● **Given instruction 1**
In the article on Egypt's post-2011 power struggle, what legal system was Egypt's 1883 judicial system based on?
● **Given instruction 2**
Summarize the article on Egypt's post-2011 power struggle in two sentences.

● **Article**
○ ○ ○ ○

Since the Islamists’ triumph in November, 2011, the battle stood mainly between the Ikhwan, who became excessively confident that Egypt would ultimately fall into their hands, and the members of the military SCAF, who were focused mainly on protecting the military establishment’s various assets, benefits, merits and immunity. For instance, the Ikhwan announced their intention to give the leadership of the army, intelligence service, security services, and the Ministry of Interior to MB figures – certainly not on SCAF’s recommendation, but mainly to figures known for their sympathy with the MB.

The Ikhwan benefited enormously when SCAF pressed Ahmed Shafeeq to run for Egypt”s Presidency. It was not difficult for the Ikhwan to launch a campaign of character-assassination against Shafeeq, who was a member of Mubarak’s narrow circle as well as Mubarak’s last Prime Minister.

The Obama administration’s support for the Ikhwan was of immense value to its candidate. In parallel to the strong support of the Obama administrating, huge Qatari funds were also instrumental.

Although there were rumors that Ahmed Shafeeq won more votes, the SCAF chose to announce Morsy’s victory, probably to avoid consequences similar to what happened in Algeria slightly more than 20 years ago, when a civil war broke out after the Algerian president cancelled the results of the parliamentary elections when they seemed to be overwhelmingly in favour of the Islamists. It is rumored that in case Ahmed Shafeeq were to be announced as victorious, a violence would have exploded all over Egypt.

The Obama administration’s support for the Ikhwan emanates from an extremely flawed understanding of the Ikhwan‘s agenda, which has been unchanged since its inception in 1928. The two pillars of this project have been: First, abolishing the entire judicial and juridical system that had been introduced in Egypt in 1883 and was based on the French legal system, the Napoleonic Code. Instead, the Ikhwan would introduced a legal system based on Islamic Sharia law, including amputating hands, stoning and whip-lashing. Second, reviving the political vision of a Caliphate, which aims at uniting all Muslim societies under a single ruler, similar to the Ottoman Empire abolished by Kemal Ataturk ninety years ago.

○ ○ ○ ○

(Items from a dataset)
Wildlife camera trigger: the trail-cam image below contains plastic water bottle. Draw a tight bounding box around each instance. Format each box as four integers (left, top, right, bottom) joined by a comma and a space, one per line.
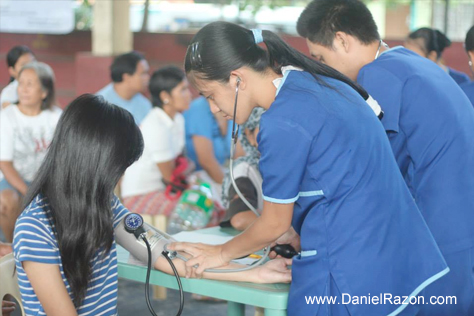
168, 183, 214, 235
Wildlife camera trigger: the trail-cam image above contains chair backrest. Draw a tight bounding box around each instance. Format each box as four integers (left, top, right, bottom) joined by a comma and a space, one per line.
0, 253, 25, 316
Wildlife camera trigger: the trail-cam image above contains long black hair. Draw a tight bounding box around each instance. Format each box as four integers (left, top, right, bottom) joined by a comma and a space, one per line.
464, 26, 474, 52
184, 22, 368, 99
25, 94, 143, 307
408, 27, 451, 60
148, 66, 186, 108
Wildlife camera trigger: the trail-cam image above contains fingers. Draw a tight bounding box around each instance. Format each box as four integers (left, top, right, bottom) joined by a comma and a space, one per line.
167, 242, 200, 257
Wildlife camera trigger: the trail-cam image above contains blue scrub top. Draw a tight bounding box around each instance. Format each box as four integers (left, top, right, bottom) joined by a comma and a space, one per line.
183, 97, 232, 170
357, 47, 474, 254
461, 81, 474, 105
448, 67, 471, 85
258, 71, 449, 315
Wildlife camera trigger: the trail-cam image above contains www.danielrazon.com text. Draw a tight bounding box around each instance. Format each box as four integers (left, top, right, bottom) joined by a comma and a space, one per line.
305, 293, 457, 305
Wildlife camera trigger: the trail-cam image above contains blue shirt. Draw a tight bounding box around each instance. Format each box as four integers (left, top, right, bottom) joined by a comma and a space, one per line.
258, 71, 449, 315
448, 67, 471, 85
461, 81, 474, 105
183, 97, 232, 170
13, 195, 128, 316
357, 47, 474, 254
97, 83, 152, 125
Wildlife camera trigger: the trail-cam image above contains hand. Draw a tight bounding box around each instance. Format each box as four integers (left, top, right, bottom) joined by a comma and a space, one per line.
168, 242, 232, 278
2, 301, 16, 316
0, 242, 13, 258
255, 258, 293, 283
268, 227, 301, 259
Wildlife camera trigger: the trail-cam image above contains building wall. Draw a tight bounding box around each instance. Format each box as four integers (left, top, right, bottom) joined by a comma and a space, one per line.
0, 32, 470, 107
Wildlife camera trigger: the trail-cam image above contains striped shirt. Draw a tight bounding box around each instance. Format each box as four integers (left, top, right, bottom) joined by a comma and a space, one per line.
13, 195, 128, 316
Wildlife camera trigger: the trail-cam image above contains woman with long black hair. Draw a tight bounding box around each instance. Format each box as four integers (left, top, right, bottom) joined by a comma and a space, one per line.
171, 22, 449, 315
13, 95, 290, 316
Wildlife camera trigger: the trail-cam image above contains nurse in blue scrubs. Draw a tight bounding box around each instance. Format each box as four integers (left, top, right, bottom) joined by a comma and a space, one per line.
404, 27, 471, 85
170, 22, 449, 315
298, 0, 474, 316
461, 26, 474, 106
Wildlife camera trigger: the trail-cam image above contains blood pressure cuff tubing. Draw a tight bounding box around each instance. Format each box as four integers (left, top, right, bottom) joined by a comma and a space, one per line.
114, 219, 176, 266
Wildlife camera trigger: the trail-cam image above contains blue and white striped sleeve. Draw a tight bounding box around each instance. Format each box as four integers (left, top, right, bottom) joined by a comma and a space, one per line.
13, 215, 61, 265
258, 117, 312, 204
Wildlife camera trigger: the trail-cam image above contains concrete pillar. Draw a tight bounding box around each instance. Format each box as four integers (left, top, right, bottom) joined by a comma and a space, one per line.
92, 0, 133, 56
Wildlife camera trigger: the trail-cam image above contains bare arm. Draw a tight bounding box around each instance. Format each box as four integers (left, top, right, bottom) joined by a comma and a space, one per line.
154, 253, 291, 283
0, 161, 28, 196
233, 139, 245, 159
193, 135, 224, 183
23, 261, 77, 316
169, 201, 293, 276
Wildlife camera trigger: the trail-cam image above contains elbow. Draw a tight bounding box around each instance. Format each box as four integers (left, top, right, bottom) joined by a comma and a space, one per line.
230, 211, 257, 231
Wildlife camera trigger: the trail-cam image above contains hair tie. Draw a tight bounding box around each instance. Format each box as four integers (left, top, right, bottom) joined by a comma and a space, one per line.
251, 29, 263, 44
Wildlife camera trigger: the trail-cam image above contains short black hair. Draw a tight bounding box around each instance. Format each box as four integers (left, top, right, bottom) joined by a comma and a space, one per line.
408, 27, 451, 59
297, 0, 380, 47
7, 45, 35, 67
110, 51, 145, 82
464, 26, 474, 52
148, 66, 186, 108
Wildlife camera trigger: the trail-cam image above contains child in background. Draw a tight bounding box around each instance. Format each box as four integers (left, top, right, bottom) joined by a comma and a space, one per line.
121, 66, 191, 216
220, 108, 265, 231
0, 45, 35, 110
404, 27, 470, 85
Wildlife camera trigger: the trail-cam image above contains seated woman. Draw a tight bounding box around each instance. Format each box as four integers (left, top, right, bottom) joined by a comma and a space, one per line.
220, 108, 265, 231
121, 66, 191, 216
13, 95, 291, 316
0, 45, 35, 110
0, 62, 62, 242
184, 97, 243, 210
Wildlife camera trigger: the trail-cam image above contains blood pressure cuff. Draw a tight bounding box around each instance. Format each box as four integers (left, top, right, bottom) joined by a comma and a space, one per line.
114, 219, 176, 266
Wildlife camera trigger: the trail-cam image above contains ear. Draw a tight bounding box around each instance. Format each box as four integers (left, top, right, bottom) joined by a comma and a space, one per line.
333, 32, 351, 53
467, 51, 474, 64
229, 69, 247, 90
426, 50, 438, 63
160, 91, 171, 104
8, 67, 16, 78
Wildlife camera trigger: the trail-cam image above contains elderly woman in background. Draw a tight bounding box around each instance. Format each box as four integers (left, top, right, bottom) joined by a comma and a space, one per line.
0, 62, 61, 242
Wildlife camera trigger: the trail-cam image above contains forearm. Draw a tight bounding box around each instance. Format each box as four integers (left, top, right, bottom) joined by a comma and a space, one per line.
0, 161, 28, 195
222, 202, 293, 259
154, 253, 260, 283
199, 157, 224, 183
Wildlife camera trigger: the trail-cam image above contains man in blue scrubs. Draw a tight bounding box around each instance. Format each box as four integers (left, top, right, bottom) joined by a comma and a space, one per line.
461, 26, 474, 106
298, 0, 474, 316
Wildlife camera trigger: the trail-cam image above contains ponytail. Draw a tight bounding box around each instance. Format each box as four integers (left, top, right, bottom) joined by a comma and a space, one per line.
263, 31, 369, 100
184, 22, 369, 100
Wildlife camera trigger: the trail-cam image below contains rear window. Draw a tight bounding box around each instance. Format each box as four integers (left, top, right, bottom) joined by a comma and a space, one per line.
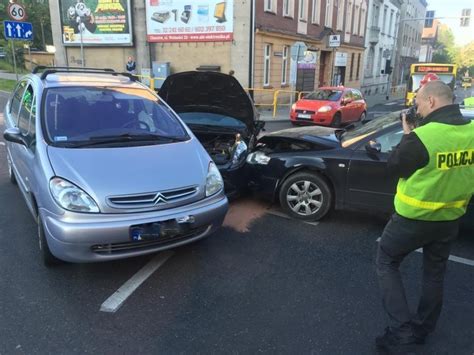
43, 87, 187, 145
304, 89, 342, 101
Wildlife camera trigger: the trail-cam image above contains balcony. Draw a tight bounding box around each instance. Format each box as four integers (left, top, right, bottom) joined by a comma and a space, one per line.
369, 26, 380, 45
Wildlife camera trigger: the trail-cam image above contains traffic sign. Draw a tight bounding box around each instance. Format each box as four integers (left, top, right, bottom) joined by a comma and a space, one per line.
329, 35, 341, 47
8, 3, 26, 21
3, 21, 33, 41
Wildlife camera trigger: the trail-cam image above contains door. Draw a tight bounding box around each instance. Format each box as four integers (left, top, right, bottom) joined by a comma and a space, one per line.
341, 90, 354, 122
346, 126, 403, 211
13, 85, 36, 208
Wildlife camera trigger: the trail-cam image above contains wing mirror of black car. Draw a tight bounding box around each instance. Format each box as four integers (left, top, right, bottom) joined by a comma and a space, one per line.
255, 121, 265, 132
3, 127, 26, 146
365, 140, 382, 153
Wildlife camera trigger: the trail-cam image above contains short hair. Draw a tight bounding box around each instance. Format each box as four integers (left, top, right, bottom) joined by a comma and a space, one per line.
417, 80, 453, 102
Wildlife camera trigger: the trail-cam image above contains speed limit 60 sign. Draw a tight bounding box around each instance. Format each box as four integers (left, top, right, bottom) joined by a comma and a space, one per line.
8, 3, 26, 21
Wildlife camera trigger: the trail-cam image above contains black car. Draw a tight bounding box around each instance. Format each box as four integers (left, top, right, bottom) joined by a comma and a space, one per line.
247, 112, 474, 229
159, 71, 264, 196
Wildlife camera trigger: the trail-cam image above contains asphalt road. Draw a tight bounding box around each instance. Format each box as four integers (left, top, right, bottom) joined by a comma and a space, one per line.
0, 90, 474, 355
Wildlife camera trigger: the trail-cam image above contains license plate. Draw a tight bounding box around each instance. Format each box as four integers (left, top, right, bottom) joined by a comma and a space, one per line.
130, 219, 183, 242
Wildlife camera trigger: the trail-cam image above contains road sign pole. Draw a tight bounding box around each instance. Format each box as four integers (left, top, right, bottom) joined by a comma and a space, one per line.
10, 40, 18, 81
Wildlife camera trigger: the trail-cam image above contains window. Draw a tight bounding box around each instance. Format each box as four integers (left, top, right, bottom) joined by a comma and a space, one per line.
311, 0, 321, 24
18, 85, 35, 136
336, 0, 346, 31
382, 6, 388, 33
387, 10, 395, 36
298, 0, 308, 21
375, 48, 383, 76
349, 53, 355, 81
356, 53, 360, 80
10, 81, 26, 126
352, 5, 360, 34
359, 3, 366, 36
263, 44, 272, 86
283, 0, 294, 17
346, 1, 353, 33
265, 0, 275, 12
324, 0, 333, 28
364, 46, 375, 77
281, 46, 288, 85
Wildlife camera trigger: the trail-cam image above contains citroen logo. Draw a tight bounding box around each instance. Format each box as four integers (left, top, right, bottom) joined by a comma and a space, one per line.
155, 192, 168, 203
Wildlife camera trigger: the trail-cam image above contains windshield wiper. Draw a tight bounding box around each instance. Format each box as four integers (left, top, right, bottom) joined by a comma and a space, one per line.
69, 133, 184, 147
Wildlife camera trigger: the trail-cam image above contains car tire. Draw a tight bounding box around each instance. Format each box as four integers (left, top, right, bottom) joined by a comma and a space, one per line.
279, 172, 333, 221
331, 112, 341, 127
38, 216, 63, 267
7, 158, 17, 185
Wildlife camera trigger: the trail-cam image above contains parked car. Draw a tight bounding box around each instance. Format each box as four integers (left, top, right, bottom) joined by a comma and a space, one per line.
290, 86, 367, 127
247, 112, 474, 228
159, 71, 264, 196
4, 68, 228, 265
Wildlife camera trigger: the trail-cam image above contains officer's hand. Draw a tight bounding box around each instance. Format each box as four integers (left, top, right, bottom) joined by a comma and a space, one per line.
402, 113, 414, 134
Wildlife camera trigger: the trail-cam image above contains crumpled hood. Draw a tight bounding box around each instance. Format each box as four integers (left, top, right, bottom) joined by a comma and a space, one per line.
159, 71, 256, 132
48, 138, 211, 210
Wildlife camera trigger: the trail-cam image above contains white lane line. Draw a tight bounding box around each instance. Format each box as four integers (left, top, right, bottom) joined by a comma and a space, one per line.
100, 251, 173, 313
376, 237, 474, 266
267, 210, 319, 226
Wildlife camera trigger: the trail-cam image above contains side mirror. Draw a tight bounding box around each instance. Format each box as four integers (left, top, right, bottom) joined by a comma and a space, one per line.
3, 127, 26, 146
365, 141, 382, 153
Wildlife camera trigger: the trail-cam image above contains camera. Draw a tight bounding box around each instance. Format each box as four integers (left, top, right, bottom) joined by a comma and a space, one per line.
400, 104, 421, 127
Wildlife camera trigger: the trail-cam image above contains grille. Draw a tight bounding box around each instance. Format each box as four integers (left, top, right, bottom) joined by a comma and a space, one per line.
107, 186, 198, 208
296, 110, 316, 115
91, 225, 211, 255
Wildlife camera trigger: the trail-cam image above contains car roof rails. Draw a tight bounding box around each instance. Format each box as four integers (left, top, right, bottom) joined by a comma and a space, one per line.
32, 65, 138, 81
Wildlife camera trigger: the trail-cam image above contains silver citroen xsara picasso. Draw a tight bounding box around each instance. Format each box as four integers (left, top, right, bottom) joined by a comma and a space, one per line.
4, 67, 228, 265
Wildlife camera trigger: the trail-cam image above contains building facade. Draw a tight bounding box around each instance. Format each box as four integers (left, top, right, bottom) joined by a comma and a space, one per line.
361, 0, 402, 98
49, 0, 368, 104
393, 0, 428, 85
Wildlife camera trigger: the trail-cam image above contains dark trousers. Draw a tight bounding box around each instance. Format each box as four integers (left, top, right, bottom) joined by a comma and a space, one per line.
376, 213, 459, 337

○ ○ ○ ○

● **Exercise output 1**
It was based on the French legal system, the Napoleonic Code.

● **Exercise output 2**
After November 2011, the struggle in Egypt was mainly between the overconfident Ikhwan and the military SCAF. The article holds that SCAF's push for Ahmed Shafeeq, support from the Obama administration, and Qatari funds helped Morsy, whose victory SCAF announced despite rumors that Shafeeq won more votes, and it argues that the Obama administration misunderstands an Ikhwan agenda that aims to replace Egypt's legal system with Sharia law and revive a Caliphate.